* Work required:
Across all entries below, how many lines include "flower"? Only the number, please.
[Opening Input for this task section]
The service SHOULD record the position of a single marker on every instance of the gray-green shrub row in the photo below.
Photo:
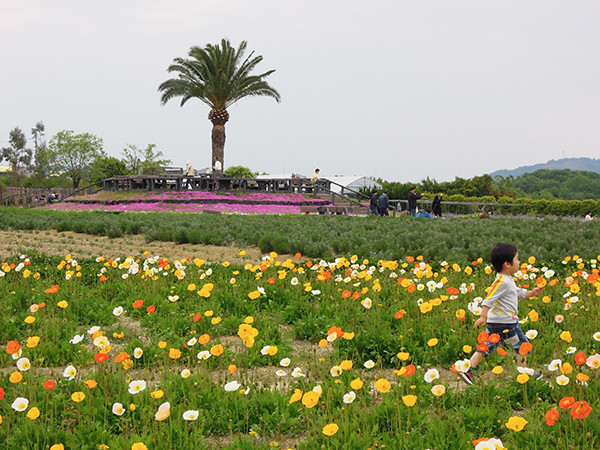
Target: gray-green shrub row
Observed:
(457, 239)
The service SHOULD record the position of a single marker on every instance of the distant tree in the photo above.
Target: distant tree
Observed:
(17, 155)
(41, 161)
(108, 167)
(239, 172)
(218, 76)
(74, 154)
(144, 161)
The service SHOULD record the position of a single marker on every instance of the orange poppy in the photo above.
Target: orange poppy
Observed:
(580, 358)
(121, 357)
(525, 348)
(483, 337)
(100, 357)
(566, 402)
(13, 347)
(552, 416)
(410, 370)
(337, 330)
(580, 410)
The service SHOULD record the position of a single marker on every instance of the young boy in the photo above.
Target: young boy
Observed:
(499, 311)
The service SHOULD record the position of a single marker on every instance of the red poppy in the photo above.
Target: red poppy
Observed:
(410, 370)
(566, 402)
(52, 290)
(580, 358)
(552, 416)
(100, 357)
(13, 347)
(483, 337)
(525, 348)
(580, 410)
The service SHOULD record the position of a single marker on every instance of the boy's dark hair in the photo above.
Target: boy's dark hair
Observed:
(502, 253)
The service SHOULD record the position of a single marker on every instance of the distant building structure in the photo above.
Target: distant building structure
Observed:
(353, 182)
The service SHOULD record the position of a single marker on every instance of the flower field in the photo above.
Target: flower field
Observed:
(141, 352)
(190, 202)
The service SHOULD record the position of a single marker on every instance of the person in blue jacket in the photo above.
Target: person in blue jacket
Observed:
(384, 204)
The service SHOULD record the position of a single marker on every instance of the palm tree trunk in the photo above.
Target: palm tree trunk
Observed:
(218, 144)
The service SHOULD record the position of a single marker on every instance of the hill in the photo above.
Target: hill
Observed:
(587, 164)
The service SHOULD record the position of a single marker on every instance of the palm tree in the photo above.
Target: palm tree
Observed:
(219, 76)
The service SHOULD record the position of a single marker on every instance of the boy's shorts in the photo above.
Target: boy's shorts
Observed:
(510, 333)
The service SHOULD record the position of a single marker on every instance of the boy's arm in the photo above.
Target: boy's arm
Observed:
(534, 292)
(483, 317)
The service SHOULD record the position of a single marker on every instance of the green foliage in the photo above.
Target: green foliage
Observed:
(74, 154)
(144, 161)
(240, 172)
(219, 76)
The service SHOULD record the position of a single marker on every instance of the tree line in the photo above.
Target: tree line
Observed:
(543, 184)
(70, 159)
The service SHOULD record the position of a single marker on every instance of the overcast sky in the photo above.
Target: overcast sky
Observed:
(394, 89)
[Closing Input for this task section]
* Reply to the exercise:
2